Entscheide, ob die folgenden Aussagen zum Ausschnitt unten stimmen, und belege jede Antwort (Ja oder Nein) mit den ausschlaggebenden Worten aus dem Ausschnitt als wörtlichem Zitat. 1. Für die Ergebnisse kamen zwei Programme in Python zum Einsatz. 2. Die relativen Werte für Types und Tokens beziehen sich auf eine genormte Korpusgröße von einer Million Wörtern. 3. Die Liste der Neubildungen wurde ausschließlich automatisch bereinigt.

# Ausschnitt:
::::
Die Ergebnisse konnten effizient mit Hilfe zweier Programme in der Sprache Python ermittelt werden. Eines von ihnen errechnet die Anzahl der Types und Tokens pro Epoche sowohl absolut als auch relativ für eine genormte Korpusgröße von 10 Millionen Wörtern. Das andere untersucht die Listen auf bestehen gebliebene, verschwundene und neu gebildete Ableitungen. Hierzu vergleicht es die Elemente je zweier Listen aus aufeinanderfolgenden Zeiträumen miteinander und ermittelt ihre Schnittmenge sowie die Wörter, die in genau einer der Mengen vorkommen. Die Elemente, die nur im neueren Teilkorpus vorkommen, stellen die jeweiligen Neubildungen dar. Allerdings ist hierbei darauf zu achten, dass Derivate, für die im vorhergehenden Jahrhundert eine andere Schreibweise üblich war, in der alten Schreibweise in der Liste der verschwundenen Wörter auftauchen und in der neuen Schreibweise in der Liste der Neubildungen. Deshalb wurden diese beiden Mengen nochmals manuell gegenübergestellt, um bereits bestehende Derivate in neuer Schreibweise aus der Liste der Neubildungen zu entfernen.
::::
# Vorliegende Einträge:
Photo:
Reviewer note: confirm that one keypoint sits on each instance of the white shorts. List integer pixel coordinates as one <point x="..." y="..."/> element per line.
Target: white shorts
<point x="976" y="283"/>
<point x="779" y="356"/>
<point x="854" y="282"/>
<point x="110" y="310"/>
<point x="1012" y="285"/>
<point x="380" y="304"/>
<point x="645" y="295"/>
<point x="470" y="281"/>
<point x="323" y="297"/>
::::
# Lösung:
1. Ja: „mit Hilfe zweier Programme in der Sprache Python ermittelt“
2. Nein: „für eine genormte Korpusgröße von 10 Millionen Wörtern“
3. Nein: „Deshalb wurden diese beiden Mengen nochmals manuell gegenübergestellt“